--- AIM OF THE EXERCISE ---
Copy the rows below word for word, starting at the line containing "Objective — locate every instance of the white pelican" and continuing through the last line, both ends included.
-- start PROVIDED RECORDS --
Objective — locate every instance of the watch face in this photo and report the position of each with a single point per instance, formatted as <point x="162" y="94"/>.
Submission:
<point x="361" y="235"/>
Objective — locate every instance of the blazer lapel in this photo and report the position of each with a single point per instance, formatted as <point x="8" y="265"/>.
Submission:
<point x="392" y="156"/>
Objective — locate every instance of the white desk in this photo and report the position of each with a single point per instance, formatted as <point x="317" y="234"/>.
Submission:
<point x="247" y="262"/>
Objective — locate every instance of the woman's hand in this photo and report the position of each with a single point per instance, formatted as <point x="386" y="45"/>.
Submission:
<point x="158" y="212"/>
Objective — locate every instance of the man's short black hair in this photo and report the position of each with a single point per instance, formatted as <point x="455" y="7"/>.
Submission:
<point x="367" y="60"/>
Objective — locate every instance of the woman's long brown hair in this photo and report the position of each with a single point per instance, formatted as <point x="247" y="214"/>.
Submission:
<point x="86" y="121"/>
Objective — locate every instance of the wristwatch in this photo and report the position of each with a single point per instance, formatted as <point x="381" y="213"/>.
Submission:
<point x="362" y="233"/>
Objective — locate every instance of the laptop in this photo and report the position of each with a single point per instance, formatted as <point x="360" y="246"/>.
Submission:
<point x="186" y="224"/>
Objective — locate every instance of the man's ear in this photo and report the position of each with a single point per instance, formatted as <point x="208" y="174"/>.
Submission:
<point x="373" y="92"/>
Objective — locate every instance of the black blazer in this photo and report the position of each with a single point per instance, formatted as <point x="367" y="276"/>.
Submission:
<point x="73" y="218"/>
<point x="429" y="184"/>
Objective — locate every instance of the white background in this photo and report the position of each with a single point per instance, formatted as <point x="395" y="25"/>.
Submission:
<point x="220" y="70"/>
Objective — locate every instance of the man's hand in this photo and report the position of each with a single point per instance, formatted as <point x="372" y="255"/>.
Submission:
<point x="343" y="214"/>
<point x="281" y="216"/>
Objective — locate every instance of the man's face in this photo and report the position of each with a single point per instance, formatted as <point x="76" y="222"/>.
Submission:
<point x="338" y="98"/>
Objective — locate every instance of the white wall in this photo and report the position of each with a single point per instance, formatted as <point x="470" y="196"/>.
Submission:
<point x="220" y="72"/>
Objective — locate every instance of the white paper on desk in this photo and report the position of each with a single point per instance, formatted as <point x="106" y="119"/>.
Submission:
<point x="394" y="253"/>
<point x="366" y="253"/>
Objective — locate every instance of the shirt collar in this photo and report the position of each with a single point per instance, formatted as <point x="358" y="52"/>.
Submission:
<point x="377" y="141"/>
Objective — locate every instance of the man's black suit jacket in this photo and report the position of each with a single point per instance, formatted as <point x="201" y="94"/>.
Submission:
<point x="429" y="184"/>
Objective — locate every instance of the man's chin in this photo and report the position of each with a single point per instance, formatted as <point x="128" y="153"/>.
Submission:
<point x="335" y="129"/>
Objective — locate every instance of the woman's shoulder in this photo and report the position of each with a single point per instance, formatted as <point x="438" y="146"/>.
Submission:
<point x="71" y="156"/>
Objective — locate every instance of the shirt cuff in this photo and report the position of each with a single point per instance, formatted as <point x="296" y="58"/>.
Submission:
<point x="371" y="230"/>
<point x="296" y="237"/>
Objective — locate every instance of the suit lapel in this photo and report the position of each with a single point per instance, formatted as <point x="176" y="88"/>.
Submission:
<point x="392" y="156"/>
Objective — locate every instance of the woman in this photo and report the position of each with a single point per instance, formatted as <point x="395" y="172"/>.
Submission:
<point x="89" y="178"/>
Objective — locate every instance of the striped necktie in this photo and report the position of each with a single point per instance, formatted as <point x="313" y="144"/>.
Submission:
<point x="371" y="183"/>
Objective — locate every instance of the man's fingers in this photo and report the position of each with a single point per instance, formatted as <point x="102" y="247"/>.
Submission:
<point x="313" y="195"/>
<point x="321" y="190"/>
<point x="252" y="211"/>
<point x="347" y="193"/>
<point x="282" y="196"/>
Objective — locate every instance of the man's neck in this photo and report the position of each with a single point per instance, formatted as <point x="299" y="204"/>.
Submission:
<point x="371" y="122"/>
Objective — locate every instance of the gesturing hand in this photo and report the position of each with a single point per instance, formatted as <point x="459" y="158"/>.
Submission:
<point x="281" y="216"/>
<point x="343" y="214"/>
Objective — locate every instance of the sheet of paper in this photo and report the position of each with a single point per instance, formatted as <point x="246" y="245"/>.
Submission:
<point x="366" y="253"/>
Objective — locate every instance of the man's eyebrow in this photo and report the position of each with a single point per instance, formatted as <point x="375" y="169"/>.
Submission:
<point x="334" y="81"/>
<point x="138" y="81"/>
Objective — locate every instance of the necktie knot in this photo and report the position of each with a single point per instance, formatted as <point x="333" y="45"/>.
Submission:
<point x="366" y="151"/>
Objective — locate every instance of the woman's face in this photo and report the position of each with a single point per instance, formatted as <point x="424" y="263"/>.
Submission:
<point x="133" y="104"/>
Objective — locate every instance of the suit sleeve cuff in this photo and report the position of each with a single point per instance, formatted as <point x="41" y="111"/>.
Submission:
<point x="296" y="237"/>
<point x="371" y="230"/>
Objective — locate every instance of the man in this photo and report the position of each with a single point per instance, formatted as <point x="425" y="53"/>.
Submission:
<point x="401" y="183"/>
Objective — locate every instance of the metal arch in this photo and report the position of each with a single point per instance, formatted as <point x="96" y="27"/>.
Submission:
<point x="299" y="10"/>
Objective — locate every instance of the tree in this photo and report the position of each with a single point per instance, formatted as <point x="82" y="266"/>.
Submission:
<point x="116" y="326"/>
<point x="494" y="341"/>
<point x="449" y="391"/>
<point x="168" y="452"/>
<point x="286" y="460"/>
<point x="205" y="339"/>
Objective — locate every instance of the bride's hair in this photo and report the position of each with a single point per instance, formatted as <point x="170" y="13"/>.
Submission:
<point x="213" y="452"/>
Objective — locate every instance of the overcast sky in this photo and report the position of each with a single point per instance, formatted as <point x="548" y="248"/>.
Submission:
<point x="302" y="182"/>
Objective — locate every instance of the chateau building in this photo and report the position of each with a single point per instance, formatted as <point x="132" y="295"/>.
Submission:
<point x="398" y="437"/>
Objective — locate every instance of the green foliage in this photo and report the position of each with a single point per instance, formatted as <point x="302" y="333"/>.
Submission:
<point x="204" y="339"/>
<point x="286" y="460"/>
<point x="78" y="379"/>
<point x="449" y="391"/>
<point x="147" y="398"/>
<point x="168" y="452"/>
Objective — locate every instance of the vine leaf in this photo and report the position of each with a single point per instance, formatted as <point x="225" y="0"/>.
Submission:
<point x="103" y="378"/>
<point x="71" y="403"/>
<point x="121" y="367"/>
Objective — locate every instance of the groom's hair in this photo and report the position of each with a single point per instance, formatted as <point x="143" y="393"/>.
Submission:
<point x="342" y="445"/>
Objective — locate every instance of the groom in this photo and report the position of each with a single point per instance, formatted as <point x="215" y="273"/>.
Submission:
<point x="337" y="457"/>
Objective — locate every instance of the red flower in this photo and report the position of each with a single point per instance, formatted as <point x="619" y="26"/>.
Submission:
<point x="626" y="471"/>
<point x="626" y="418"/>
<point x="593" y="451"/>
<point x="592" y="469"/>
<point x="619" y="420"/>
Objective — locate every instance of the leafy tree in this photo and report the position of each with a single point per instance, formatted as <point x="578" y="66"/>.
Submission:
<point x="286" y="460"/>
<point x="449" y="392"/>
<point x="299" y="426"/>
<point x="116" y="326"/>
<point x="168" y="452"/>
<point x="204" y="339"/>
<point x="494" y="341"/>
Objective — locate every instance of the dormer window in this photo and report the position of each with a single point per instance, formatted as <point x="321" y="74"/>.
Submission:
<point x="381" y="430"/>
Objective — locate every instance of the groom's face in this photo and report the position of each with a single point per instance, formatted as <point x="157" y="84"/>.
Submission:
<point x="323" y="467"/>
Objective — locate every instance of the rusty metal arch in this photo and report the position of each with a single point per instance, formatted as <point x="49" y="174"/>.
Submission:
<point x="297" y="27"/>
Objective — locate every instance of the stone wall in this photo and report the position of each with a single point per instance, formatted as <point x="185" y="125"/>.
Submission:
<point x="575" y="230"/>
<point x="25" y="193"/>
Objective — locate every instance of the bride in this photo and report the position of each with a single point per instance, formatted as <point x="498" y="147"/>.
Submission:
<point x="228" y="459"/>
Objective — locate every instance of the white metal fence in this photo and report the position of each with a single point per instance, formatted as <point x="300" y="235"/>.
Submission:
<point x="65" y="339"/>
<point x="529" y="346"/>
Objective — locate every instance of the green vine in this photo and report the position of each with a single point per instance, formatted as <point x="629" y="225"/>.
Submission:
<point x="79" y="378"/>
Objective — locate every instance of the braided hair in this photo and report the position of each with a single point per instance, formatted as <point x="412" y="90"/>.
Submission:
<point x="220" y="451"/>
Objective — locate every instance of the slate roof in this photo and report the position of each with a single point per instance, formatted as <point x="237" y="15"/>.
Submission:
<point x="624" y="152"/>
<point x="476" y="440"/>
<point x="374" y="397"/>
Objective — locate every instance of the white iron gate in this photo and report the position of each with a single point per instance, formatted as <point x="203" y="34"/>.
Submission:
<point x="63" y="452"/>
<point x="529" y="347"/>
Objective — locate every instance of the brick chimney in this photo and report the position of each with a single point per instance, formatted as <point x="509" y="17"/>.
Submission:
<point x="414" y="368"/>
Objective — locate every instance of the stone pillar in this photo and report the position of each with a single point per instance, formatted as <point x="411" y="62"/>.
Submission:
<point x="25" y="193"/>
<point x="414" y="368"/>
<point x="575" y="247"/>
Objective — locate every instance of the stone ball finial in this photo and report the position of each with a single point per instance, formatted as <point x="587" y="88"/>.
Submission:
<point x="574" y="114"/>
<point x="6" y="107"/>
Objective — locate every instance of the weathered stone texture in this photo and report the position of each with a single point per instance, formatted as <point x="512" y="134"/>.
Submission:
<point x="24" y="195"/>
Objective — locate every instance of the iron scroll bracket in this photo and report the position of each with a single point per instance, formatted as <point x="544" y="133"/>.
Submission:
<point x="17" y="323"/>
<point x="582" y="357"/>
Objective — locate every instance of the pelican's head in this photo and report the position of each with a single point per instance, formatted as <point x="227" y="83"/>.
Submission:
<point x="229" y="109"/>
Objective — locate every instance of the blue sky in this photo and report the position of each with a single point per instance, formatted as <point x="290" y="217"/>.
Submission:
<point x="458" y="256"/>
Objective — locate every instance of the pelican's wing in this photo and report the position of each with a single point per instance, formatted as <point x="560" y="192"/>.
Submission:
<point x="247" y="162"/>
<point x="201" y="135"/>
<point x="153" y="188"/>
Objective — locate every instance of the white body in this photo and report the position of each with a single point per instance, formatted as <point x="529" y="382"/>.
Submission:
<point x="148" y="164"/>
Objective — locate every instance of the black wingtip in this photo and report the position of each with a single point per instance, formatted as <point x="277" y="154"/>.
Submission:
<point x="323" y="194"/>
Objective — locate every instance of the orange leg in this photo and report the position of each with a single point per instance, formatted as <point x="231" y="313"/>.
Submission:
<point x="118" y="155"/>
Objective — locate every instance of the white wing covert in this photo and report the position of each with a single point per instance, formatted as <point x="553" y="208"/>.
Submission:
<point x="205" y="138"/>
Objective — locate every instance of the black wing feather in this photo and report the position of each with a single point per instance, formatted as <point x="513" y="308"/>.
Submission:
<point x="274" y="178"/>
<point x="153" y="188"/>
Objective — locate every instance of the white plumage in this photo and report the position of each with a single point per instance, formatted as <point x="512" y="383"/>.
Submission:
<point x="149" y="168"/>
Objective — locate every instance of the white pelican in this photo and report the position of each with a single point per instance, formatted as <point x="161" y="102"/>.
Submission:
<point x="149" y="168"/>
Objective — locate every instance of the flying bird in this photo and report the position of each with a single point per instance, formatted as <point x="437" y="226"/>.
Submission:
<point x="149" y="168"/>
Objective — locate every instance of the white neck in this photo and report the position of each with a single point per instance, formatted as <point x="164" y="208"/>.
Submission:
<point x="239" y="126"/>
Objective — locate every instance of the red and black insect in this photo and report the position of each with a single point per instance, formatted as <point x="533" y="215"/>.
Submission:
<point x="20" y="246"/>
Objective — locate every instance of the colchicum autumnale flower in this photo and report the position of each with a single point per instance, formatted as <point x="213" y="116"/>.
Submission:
-- end PROVIDED RECORDS --
--- TASK RESPONSE ---
Objective — locate every instance of the white pelican in this photo and report the position of each with a single point per instance, formatted as <point x="161" y="102"/>.
Submission:
<point x="149" y="168"/>
Objective — locate every instance of the flying bird in this photo and report the position of each with a single point per instance, formatted as <point x="437" y="226"/>.
Submission:
<point x="149" y="168"/>
Objective — locate every instance of the white neck in this photo and report the position of each with a single point per instance, formatted as <point x="164" y="208"/>.
Submission:
<point x="239" y="126"/>
Objective — locate every instance of the red and black insect in this photo and report the position of each with a single point per instance, formatted as <point x="533" y="215"/>.
Submission:
<point x="20" y="246"/>
Objective — locate every instance of the colchicum autumnale flower in this photo and report the position of each with a single point per instance, formatted as <point x="213" y="116"/>.
Submission:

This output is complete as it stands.